Stated task
Only the lines from the one containing "Each instance receives one keypoint. Annotate the foreground" through the end of the material are to be echoed, each exactly as it appears.

Records from a dataset
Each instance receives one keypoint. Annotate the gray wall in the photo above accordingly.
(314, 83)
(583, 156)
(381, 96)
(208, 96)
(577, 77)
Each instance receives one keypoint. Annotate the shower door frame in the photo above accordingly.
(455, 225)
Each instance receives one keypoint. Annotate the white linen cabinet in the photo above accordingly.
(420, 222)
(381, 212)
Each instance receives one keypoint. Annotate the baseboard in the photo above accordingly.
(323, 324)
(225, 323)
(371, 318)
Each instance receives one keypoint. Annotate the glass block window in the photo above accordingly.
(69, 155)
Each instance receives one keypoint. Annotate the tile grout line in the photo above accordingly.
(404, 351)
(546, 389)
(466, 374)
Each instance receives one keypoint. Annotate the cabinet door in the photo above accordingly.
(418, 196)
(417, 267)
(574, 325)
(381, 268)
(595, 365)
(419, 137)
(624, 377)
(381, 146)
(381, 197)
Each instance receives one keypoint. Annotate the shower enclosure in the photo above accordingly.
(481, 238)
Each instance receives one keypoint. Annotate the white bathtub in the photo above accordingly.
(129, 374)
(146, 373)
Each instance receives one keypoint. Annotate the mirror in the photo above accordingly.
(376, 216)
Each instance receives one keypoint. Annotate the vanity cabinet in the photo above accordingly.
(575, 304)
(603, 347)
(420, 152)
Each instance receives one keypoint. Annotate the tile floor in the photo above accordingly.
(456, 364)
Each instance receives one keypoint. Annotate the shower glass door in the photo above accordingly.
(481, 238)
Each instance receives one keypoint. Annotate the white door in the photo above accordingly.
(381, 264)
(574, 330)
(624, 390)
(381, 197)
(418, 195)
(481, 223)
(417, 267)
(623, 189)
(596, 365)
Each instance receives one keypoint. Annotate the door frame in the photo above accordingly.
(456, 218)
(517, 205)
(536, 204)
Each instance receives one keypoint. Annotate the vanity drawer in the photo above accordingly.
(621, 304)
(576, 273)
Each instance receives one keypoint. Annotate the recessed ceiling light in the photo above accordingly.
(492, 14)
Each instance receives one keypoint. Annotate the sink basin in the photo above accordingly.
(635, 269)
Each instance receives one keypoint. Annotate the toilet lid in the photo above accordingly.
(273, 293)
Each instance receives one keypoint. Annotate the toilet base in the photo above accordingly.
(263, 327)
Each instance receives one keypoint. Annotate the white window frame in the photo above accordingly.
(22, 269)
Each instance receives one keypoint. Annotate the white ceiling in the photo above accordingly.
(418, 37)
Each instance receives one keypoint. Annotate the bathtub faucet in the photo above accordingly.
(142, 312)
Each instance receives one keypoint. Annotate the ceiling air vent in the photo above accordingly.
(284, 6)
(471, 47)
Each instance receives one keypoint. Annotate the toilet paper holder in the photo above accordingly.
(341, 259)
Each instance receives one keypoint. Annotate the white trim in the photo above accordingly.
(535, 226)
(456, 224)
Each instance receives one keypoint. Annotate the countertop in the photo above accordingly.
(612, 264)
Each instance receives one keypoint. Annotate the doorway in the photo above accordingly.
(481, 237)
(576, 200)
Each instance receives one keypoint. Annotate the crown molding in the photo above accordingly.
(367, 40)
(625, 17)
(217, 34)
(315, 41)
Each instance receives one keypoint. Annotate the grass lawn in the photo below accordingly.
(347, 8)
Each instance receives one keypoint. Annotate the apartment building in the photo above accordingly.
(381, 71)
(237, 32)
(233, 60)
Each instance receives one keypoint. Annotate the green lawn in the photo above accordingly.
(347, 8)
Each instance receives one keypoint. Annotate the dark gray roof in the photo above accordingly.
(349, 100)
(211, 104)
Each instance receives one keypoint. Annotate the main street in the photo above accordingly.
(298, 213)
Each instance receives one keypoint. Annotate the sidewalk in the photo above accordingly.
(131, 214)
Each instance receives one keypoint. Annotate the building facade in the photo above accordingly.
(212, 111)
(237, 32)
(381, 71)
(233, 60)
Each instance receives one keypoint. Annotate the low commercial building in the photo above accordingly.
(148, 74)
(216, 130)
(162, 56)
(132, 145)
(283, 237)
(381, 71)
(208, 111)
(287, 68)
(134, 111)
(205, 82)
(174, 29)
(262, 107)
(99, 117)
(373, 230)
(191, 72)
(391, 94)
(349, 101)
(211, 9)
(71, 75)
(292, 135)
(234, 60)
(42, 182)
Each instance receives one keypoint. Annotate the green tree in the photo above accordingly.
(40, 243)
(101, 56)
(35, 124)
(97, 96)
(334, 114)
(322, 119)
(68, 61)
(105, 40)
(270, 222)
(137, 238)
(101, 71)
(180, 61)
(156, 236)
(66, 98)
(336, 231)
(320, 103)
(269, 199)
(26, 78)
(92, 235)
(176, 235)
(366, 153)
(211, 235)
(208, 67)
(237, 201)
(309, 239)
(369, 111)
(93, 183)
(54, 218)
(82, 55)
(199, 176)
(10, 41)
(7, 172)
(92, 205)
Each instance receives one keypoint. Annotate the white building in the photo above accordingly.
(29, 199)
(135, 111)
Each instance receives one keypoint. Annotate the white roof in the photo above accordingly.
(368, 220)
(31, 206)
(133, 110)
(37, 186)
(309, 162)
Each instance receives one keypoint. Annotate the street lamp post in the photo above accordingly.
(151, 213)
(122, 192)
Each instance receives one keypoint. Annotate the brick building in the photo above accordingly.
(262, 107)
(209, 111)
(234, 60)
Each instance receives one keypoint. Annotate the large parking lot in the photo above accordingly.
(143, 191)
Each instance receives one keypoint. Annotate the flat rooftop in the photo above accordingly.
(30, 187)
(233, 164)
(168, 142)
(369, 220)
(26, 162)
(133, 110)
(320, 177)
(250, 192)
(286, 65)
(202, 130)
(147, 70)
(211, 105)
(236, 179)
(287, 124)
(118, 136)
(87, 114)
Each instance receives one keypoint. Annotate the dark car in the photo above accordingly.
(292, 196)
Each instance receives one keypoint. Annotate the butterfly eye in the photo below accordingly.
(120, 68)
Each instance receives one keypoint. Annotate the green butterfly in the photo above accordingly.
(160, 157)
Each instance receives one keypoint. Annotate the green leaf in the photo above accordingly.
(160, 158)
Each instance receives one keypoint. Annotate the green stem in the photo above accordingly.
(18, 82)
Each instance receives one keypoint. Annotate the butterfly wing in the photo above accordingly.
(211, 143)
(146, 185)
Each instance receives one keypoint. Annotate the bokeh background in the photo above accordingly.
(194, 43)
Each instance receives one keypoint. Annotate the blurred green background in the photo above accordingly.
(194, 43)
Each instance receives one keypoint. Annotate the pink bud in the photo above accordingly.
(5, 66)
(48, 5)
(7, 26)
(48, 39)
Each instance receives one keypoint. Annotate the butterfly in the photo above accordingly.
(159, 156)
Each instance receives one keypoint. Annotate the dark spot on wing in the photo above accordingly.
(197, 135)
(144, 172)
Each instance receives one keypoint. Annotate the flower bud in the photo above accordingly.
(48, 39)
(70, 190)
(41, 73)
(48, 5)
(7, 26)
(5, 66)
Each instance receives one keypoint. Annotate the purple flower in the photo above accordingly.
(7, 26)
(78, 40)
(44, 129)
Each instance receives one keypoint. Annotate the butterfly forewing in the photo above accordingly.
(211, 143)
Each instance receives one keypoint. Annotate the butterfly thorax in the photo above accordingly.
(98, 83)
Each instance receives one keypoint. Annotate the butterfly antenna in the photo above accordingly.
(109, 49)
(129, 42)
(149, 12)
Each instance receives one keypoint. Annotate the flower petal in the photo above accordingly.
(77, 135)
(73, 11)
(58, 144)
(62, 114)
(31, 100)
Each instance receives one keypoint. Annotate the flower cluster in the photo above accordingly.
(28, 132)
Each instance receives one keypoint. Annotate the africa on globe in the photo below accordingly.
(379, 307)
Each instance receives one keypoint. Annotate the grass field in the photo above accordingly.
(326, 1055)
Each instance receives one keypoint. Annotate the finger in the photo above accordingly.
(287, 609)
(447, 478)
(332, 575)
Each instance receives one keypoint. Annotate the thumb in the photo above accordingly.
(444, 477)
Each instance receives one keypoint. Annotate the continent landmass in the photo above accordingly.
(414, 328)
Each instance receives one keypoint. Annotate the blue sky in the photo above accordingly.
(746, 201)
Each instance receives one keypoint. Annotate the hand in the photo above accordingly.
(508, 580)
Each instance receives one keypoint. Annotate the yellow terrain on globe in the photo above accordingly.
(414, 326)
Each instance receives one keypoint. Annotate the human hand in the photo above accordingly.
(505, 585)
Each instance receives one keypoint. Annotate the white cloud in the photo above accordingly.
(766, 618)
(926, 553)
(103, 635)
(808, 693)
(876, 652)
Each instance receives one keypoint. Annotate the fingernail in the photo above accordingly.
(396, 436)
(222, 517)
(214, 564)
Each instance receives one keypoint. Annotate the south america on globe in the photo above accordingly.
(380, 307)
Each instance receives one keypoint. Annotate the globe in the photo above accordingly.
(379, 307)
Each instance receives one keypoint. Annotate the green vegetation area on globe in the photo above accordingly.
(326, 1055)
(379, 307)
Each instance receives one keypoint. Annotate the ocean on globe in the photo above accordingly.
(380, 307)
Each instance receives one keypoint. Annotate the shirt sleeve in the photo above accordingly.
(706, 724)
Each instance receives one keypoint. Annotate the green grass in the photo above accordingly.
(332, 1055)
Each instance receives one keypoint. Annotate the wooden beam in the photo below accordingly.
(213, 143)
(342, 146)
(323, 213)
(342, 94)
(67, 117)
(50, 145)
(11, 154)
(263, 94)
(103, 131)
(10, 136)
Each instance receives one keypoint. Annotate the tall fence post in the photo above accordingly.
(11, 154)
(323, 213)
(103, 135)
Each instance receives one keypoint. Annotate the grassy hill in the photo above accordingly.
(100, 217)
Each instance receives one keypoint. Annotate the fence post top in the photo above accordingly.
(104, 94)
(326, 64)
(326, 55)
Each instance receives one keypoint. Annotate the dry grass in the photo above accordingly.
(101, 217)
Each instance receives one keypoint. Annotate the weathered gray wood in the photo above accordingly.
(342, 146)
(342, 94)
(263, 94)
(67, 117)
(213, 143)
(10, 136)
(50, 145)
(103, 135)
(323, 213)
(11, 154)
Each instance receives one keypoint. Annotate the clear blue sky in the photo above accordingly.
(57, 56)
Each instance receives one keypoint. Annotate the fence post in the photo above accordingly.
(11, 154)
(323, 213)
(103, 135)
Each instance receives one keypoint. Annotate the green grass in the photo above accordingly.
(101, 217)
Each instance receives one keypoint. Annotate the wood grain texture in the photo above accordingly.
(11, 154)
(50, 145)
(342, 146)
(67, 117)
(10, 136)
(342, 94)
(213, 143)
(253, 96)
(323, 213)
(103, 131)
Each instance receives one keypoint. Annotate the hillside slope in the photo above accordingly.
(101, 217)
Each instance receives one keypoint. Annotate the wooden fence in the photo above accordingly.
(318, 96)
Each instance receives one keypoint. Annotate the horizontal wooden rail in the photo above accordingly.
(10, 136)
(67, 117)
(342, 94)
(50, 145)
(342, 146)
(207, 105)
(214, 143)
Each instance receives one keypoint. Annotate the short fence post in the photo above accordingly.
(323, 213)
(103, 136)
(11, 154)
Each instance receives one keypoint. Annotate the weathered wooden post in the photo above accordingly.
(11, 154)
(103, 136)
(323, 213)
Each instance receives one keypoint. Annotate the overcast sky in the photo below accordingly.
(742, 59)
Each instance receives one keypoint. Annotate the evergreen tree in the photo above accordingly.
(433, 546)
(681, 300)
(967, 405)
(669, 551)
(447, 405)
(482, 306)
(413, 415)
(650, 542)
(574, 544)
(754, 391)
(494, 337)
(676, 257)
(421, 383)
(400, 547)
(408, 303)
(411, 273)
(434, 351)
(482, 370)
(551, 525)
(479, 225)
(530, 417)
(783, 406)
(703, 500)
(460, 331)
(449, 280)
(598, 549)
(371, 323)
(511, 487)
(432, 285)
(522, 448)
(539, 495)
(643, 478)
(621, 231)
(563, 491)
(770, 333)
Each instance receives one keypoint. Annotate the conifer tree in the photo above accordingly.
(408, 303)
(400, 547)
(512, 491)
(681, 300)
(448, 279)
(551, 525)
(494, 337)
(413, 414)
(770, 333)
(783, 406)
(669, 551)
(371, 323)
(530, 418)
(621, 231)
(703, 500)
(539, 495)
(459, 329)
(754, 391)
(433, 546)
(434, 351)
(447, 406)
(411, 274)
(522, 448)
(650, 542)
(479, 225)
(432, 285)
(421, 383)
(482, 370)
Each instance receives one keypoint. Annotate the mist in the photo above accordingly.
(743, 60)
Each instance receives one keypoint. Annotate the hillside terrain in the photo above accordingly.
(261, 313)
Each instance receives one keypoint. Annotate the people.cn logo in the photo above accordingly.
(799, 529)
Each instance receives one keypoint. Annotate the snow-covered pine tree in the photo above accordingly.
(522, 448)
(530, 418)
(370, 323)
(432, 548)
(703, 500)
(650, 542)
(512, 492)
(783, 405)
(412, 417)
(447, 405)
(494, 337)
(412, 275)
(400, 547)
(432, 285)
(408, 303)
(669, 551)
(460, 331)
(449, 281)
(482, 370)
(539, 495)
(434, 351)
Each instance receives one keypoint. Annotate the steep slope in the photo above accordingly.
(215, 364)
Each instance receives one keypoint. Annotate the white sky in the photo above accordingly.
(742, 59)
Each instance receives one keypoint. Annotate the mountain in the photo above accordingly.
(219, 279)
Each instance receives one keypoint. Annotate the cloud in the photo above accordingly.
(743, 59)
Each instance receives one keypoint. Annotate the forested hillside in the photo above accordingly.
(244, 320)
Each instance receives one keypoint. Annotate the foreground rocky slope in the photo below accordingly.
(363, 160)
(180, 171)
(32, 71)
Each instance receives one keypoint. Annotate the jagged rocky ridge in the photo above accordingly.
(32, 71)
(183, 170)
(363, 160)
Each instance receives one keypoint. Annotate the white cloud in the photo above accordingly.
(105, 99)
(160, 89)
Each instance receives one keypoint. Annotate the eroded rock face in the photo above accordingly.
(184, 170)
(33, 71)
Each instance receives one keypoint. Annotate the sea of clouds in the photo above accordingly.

Written answer
Each instance receives one keypoint. Annotate the foreground rocky slope in the photo below accordingly.
(363, 160)
(180, 171)
(32, 71)
Each instance receives one keypoint. Annotate the jagged rocky ridge in the photo above accordingly.
(32, 71)
(183, 170)
(363, 160)
Each instance receives one keypoint. Annotate the white cloud in the photo above accordingly.
(105, 99)
(160, 89)
Each instance receives one keypoint. Annotate the eroded rock face in the photo above accordingly.
(184, 170)
(33, 71)
Each instance receives one keypoint. Annotate the sea of clouds in the photo above accordingly.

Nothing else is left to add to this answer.